Provided data:
⟨
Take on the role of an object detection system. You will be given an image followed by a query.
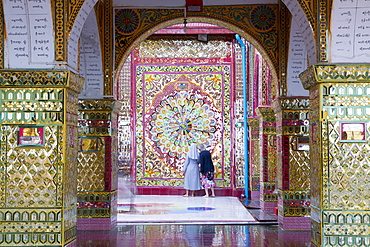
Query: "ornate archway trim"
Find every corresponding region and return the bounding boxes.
[115,17,279,99]
[114,6,279,80]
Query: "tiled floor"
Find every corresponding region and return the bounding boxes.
[118,195,258,224]
[75,176,313,246]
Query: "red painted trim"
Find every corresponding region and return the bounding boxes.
[104,136,112,191]
[230,39,236,192]
[137,187,244,197]
[282,135,290,190]
[262,134,269,182]
[155,28,235,35]
[130,53,137,181]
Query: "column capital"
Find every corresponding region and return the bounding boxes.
[78,98,121,113]
[0,69,84,94]
[78,99,121,137]
[256,106,275,118]
[300,64,370,90]
[256,106,276,134]
[248,117,260,129]
[272,97,310,114]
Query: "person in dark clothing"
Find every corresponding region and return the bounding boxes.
[197,144,216,197]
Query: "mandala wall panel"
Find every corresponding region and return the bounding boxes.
[132,38,234,189]
[135,70,232,188]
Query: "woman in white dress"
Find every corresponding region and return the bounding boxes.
[182,143,201,197]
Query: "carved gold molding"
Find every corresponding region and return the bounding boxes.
[300,65,370,90]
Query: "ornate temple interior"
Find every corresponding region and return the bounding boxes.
[0,0,369,246]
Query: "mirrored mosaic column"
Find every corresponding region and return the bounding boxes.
[0,70,83,246]
[77,99,119,230]
[273,97,310,230]
[300,65,370,247]
[248,117,261,200]
[256,106,277,211]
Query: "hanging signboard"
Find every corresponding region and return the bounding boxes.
[186,0,203,12]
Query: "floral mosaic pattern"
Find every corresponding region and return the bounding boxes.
[137,36,232,59]
[148,89,219,161]
[132,40,233,187]
[250,6,276,31]
[115,9,139,34]
[137,72,228,186]
[114,6,279,72]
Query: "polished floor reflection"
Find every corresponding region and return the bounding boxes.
[117,195,257,224]
[76,224,313,246]
[76,176,313,246]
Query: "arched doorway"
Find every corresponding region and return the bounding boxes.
[114,19,277,197]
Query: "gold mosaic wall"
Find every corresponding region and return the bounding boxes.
[301,65,370,247]
[249,118,261,192]
[234,43,246,189]
[256,106,277,203]
[273,97,310,218]
[0,70,83,246]
[289,148,310,190]
[77,99,119,219]
[78,138,106,191]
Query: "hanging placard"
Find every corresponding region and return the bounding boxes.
[186,0,203,12]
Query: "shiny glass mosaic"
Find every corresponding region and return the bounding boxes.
[138,36,232,59]
[114,5,279,75]
[300,65,370,246]
[117,58,132,175]
[131,38,233,189]
[0,71,82,246]
[77,99,119,221]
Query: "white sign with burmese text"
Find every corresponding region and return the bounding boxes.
[3,0,54,68]
[331,0,370,62]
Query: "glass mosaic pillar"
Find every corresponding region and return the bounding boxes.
[273,97,310,230]
[0,70,83,246]
[77,99,119,230]
[300,65,370,247]
[248,117,261,200]
[256,106,277,211]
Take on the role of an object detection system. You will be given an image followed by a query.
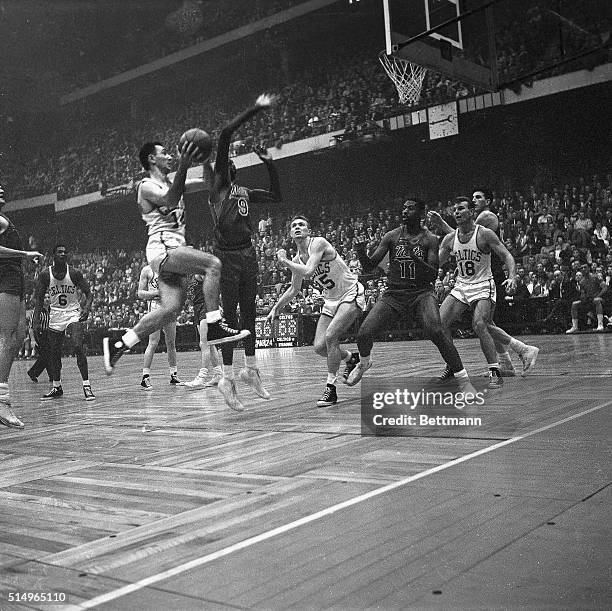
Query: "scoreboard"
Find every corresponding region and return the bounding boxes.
[255,314,301,348]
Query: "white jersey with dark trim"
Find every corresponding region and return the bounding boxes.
[452,225,492,285]
[138,176,186,240]
[48,266,80,314]
[300,238,358,300]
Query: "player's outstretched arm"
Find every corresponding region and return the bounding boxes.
⟩
Work instructions: Search the preceding listing for "wall" and extract every line where it is found.

Solution below:
Query: "mandala wall panel"
Query: "gold mosaic wall"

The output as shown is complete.